EXERCISE TASK: Return verbatim every line of the entries below, from the first line through the line containing "column 74, row 72", inclusive.

INFORMATION PROVIDED:
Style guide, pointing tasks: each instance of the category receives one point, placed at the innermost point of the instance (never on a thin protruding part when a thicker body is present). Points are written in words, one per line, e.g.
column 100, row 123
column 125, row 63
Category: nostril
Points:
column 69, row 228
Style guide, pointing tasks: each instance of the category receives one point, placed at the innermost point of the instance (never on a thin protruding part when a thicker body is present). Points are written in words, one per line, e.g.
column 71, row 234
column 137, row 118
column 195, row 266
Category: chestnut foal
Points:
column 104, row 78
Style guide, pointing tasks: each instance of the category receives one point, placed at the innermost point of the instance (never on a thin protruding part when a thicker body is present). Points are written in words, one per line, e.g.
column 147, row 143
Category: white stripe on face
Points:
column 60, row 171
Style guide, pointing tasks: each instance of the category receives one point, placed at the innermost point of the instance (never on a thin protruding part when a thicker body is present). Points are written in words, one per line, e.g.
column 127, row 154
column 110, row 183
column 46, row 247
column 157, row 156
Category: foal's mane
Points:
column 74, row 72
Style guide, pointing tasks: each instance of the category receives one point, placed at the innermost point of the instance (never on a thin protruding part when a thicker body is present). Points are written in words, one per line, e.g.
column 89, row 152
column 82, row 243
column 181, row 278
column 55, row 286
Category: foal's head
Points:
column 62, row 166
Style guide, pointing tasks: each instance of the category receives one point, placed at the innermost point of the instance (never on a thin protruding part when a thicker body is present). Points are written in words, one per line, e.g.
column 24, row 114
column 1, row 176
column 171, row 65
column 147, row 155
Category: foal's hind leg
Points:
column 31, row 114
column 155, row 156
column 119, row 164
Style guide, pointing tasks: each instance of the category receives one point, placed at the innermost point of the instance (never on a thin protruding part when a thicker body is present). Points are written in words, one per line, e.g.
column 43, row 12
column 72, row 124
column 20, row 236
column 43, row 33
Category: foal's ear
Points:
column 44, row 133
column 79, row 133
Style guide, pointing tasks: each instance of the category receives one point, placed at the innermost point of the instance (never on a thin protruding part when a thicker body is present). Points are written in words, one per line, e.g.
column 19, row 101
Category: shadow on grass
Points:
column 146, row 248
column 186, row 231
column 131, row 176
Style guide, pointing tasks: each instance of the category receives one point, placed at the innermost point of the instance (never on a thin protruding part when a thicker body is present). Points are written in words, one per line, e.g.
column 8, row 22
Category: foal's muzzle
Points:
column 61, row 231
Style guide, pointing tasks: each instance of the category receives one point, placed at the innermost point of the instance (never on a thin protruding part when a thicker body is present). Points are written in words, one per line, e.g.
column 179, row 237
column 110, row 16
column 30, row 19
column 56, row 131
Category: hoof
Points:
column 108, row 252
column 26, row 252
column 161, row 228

COMPLETED TASK:
Style guide, pointing tasks: each instance of the category receives one point, placed at the innermost point of the instance (never on a thin protruding part when a thicker body is present). Points are written in words, one per line, e.g.
column 100, row 123
column 125, row 63
Category: nostril
Points:
column 69, row 228
Style guide, pointing tasks: each instance of the category receives one point, placed at the innermost point of the instance (never on a thin protruding part when a thicker body is present). Points are written in words, one per line, e.g.
column 71, row 234
column 137, row 118
column 195, row 266
Category: chestnut foal
Points:
column 104, row 78
Style guide, pointing tasks: each instance of the category receives one point, placed at the innermost point of the instance (never on a thin protruding part when a thicker body is present). Points are written in words, one per line, e.g.
column 147, row 143
Category: white stripe on face
Points:
column 60, row 171
Style guide, pointing tasks: each instance of the category receives one point, placed at the innermost point of the instance (never on a thin protruding part when a thicker body is present). Points are written in words, one per line, e.g.
column 127, row 154
column 110, row 183
column 46, row 247
column 157, row 156
Category: foal's mane
Points:
column 74, row 72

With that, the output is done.